• **PROBLEM DETAILS**
Retype, word for word, every line from the one holding "pin the woman, one dot per instance" through the one holding "pin the sky, one dot per instance" in the entries below, both included, and only those lines.

• **Point-per-instance localization data**

================

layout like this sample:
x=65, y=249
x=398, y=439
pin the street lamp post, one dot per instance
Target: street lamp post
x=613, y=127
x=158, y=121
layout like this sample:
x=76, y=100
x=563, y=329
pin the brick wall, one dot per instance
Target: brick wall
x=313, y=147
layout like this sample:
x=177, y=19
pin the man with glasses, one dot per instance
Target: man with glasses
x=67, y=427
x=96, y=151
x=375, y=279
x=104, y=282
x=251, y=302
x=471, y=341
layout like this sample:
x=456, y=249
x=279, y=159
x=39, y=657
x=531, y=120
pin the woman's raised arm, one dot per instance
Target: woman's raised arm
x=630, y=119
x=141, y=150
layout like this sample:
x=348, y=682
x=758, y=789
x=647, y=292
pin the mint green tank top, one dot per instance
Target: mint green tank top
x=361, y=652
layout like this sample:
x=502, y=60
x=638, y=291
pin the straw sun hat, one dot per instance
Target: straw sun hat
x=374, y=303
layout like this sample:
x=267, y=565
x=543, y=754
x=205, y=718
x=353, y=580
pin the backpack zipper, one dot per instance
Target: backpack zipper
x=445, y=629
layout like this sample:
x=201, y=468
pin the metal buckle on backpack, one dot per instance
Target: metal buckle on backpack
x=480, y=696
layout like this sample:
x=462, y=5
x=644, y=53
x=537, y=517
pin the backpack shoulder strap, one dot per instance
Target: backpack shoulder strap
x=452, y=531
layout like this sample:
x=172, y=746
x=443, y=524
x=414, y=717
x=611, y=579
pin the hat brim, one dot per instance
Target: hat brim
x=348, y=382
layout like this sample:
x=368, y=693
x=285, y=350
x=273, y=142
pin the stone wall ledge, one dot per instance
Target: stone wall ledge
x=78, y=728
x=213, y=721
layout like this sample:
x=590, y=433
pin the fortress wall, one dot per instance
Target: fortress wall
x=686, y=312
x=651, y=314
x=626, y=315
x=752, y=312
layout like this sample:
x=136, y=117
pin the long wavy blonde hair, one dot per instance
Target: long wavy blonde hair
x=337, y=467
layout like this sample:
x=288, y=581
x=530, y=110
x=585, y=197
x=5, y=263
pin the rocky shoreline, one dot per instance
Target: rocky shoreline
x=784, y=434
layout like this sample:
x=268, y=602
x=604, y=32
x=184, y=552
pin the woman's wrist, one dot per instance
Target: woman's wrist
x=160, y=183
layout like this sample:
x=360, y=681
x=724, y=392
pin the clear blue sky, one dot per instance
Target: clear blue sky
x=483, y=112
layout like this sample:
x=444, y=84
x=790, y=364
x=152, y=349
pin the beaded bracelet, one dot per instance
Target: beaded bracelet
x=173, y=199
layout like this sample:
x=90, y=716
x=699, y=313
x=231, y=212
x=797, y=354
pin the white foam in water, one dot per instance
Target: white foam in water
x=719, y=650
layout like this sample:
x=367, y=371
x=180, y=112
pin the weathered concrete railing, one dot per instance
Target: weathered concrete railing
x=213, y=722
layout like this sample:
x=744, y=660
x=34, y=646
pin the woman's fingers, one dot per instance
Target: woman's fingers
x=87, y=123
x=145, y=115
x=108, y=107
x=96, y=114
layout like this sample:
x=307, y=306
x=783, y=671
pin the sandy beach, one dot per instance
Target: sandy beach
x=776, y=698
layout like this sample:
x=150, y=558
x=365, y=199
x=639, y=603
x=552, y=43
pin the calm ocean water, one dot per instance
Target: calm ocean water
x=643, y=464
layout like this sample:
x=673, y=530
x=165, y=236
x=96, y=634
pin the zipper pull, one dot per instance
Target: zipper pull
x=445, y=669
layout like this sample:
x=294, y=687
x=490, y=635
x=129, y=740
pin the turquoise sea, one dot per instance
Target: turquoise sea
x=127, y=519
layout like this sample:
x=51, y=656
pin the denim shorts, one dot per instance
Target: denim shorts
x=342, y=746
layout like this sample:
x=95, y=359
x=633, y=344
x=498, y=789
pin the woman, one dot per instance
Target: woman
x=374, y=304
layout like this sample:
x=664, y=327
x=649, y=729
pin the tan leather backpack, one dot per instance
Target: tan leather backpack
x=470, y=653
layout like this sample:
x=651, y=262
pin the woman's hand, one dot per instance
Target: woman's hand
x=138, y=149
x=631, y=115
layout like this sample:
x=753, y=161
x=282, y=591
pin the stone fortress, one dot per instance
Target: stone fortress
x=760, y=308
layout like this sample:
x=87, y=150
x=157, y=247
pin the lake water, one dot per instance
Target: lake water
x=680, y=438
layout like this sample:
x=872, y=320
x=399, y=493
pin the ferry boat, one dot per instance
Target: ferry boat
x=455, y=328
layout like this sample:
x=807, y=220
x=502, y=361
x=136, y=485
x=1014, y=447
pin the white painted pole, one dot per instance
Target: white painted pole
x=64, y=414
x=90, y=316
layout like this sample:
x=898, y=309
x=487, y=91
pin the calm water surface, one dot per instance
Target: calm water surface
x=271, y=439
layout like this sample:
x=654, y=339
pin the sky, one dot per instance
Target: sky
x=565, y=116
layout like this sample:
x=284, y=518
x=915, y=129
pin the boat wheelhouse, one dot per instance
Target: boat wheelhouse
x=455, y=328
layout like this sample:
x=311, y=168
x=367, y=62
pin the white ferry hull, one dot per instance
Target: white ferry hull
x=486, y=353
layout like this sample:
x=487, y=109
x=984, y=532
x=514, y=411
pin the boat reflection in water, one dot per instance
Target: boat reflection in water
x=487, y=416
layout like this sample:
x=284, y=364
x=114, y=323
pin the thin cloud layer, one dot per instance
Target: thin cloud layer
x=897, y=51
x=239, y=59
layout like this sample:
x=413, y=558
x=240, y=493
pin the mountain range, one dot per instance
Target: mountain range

================

• **TASK OUTPUT**
pin the woman, one dot per instance
Target: woman
x=374, y=304
layout like this sample:
x=664, y=327
x=649, y=729
pin the tan leather backpack, one dot per instance
Target: tan leather backpack
x=470, y=653
layout like this sample:
x=651, y=262
pin the woman's hand, one dot per instance
Target: woman's hand
x=138, y=149
x=631, y=115
layout like this sample:
x=753, y=161
x=282, y=591
pin the stone fortress, one dot per instance
Target: stone fortress
x=760, y=308
layout like this sample:
x=87, y=150
x=157, y=247
pin the lake water, one dot per instance
Target: lake water
x=680, y=438
layout like this sample:
x=872, y=320
x=399, y=493
pin the ferry boat, one dot per instance
Target: ferry boat
x=455, y=328
layout like this sample:
x=807, y=220
x=502, y=361
x=136, y=485
x=1014, y=447
pin the white painted pole, one dot per instance
Target: white painted pole
x=64, y=414
x=90, y=316
layout like this sample:
x=898, y=309
x=487, y=91
pin the calm water surface, one dot per instance
Target: calm water surface
x=271, y=439
layout like this sample:
x=654, y=339
pin the sky, one dot per instance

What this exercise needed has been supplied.